_EXERCISE DATA_
====
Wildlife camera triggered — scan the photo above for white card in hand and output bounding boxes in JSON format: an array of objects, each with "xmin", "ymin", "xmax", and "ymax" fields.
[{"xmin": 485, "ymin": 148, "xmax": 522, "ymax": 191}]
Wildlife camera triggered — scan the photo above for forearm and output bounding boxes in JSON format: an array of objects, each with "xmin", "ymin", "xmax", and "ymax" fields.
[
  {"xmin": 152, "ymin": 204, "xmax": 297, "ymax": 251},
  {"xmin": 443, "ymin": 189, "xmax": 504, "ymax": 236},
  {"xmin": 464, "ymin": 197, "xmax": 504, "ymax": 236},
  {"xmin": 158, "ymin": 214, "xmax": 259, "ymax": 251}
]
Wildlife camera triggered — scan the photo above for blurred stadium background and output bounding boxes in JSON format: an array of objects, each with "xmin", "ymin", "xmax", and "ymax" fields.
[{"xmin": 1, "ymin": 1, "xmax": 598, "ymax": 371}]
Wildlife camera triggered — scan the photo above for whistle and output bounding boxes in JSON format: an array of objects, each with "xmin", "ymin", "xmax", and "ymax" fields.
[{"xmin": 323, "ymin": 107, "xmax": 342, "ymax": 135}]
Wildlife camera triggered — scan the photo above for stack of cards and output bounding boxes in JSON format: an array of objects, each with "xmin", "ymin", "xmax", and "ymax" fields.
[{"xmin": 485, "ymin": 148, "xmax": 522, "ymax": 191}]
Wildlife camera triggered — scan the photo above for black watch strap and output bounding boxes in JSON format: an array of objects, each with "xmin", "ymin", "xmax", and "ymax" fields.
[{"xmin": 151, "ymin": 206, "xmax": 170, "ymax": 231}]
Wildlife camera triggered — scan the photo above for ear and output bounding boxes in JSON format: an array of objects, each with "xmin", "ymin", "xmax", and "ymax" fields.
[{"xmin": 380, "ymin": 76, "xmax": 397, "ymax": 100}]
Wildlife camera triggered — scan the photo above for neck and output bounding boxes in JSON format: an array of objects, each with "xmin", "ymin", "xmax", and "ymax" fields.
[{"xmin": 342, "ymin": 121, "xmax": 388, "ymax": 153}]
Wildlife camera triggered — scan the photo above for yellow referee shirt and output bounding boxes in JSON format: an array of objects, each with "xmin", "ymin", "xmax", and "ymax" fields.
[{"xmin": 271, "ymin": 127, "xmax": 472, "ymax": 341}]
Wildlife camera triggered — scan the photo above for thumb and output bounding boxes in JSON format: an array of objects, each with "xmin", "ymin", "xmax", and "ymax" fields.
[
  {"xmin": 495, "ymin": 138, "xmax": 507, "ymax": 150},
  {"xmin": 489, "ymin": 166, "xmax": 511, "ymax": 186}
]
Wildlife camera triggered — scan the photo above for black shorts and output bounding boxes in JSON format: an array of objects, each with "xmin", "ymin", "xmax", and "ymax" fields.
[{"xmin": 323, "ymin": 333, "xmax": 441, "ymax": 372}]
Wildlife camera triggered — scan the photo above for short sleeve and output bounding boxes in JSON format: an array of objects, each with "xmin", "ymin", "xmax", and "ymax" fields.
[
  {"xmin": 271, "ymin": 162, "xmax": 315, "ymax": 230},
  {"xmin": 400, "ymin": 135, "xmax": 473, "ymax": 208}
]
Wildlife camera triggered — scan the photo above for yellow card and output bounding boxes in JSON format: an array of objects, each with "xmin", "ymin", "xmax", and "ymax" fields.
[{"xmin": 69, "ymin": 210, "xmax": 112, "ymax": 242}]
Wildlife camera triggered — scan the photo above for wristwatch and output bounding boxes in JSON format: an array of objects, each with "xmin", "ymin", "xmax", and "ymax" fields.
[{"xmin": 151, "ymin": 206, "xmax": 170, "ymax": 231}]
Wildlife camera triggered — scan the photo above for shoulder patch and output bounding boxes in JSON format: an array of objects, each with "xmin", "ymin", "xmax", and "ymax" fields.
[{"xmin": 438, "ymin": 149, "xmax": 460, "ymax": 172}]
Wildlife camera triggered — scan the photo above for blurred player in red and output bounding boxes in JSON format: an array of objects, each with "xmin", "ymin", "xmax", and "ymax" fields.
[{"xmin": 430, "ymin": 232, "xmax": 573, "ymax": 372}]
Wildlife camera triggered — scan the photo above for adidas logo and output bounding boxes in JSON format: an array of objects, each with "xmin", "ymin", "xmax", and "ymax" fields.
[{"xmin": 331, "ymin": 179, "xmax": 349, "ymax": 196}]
====
_WORK ORDER_
Write down all of the listing exactly.

_RESPONSE_
Wildlife camera triggered — scan the photo above for white card in hand and output bounding boxes in JSON format: an array of objects, each with "xmin", "ymin", "xmax", and "ymax" fields.
[{"xmin": 485, "ymin": 148, "xmax": 522, "ymax": 191}]
Wildlife camera triggered — scan the photo above for forearm and output bounding boxes in JSON format: an array of objects, each with "xmin", "ymin", "xmax", and "ymax" fields.
[
  {"xmin": 152, "ymin": 204, "xmax": 297, "ymax": 251},
  {"xmin": 443, "ymin": 189, "xmax": 504, "ymax": 236},
  {"xmin": 464, "ymin": 197, "xmax": 504, "ymax": 236},
  {"xmin": 158, "ymin": 214, "xmax": 259, "ymax": 251}
]
Wildlife camera triggered — scan the photo above for blurred stadium background and output bounding boxes in JSON format: an array of objects, each with "xmin", "ymin", "xmax", and "ymax" fields.
[{"xmin": 1, "ymin": 1, "xmax": 598, "ymax": 371}]
Wildlife camera triggered — scan the photo above for whistle and output bounding boxes in JSON format: an array of objects, each with "xmin", "ymin", "xmax", and "ymax" fields.
[{"xmin": 323, "ymin": 107, "xmax": 342, "ymax": 135}]
Wildlife camera triggered — scan the photo above for stack of cards and output bounding boxes in JSON format: an array of objects, each with "xmin", "ymin", "xmax", and "ymax" fields.
[{"xmin": 485, "ymin": 148, "xmax": 522, "ymax": 191}]
Wildlife camera triggered — scan the photo above for black watch strap and output bounding boxes in JSON format: an array of objects, each with "xmin", "ymin", "xmax", and "ymax" fields.
[{"xmin": 151, "ymin": 206, "xmax": 170, "ymax": 231}]
Wildlife camera triggered — scan the photo above for ear and output bounding boxes in JSON format: an array of objects, each with "xmin", "ymin", "xmax", and "ymax" fields.
[{"xmin": 380, "ymin": 76, "xmax": 397, "ymax": 100}]
Wildlife camera triggered — scan the photo above for neck and output bounding boxes in JSON format: an array of objects, each with "xmin", "ymin", "xmax", and "ymax" fields.
[{"xmin": 342, "ymin": 121, "xmax": 388, "ymax": 153}]
Wildlife camera triggered — scan the photo above for yellow referee shirt and output bounding boxes in JSON format: an array of objects, each with "xmin", "ymin", "xmax", and "ymax" fields.
[{"xmin": 271, "ymin": 127, "xmax": 472, "ymax": 341}]
Wildlife camera triggered — scan the photo above for thumb and output bounding boxes in JSON format: an array of objects, each with "xmin", "ymin", "xmax", and "ymax" fields.
[
  {"xmin": 495, "ymin": 138, "xmax": 507, "ymax": 150},
  {"xmin": 489, "ymin": 166, "xmax": 511, "ymax": 186}
]
Wildlife camera triggered — scan the photo above for black shorts and output bounding boxes in JSON format: an array of objects, each with "xmin", "ymin", "xmax", and "ymax" fields.
[{"xmin": 323, "ymin": 333, "xmax": 441, "ymax": 372}]
Wildlife camera triggered — scan the photo above for short sleeve and output bounding boxes in JSON format: an array of objects, each with "xmin", "ymin", "xmax", and "ymax" fields.
[
  {"xmin": 271, "ymin": 162, "xmax": 315, "ymax": 230},
  {"xmin": 400, "ymin": 135, "xmax": 473, "ymax": 208}
]
Wildlife camera triggered — scan the photo above for yellow card and output bounding boxes in JSON format: an array of objects, each with "xmin", "ymin", "xmax", and "ymax" fields.
[{"xmin": 69, "ymin": 210, "xmax": 112, "ymax": 242}]
Wildlife camera triggered — scan the photo above for wristwatch and output bounding boxes in JSON format: an array of objects, each with "xmin", "ymin", "xmax", and "ymax" fields.
[{"xmin": 151, "ymin": 206, "xmax": 170, "ymax": 231}]
Wildlife camera triggered — scan the photo above for shoulder patch and output bounding boxes in JSON format: an array of objects, each with "xmin", "ymin", "xmax", and "ymax" fields.
[{"xmin": 438, "ymin": 149, "xmax": 460, "ymax": 172}]
Wildlife camera triggered — scan the photo above for blurred player in red and output bounding boxes in JSON format: an array of objects, each with "xmin", "ymin", "xmax", and "ymax" fields.
[{"xmin": 430, "ymin": 232, "xmax": 573, "ymax": 372}]
Wildlife camera triggered — scan the photo above for adidas logo and output bounding boxes in JSON format: an array of objects, each with "xmin", "ymin", "xmax", and "ymax" fields.
[{"xmin": 331, "ymin": 179, "xmax": 349, "ymax": 196}]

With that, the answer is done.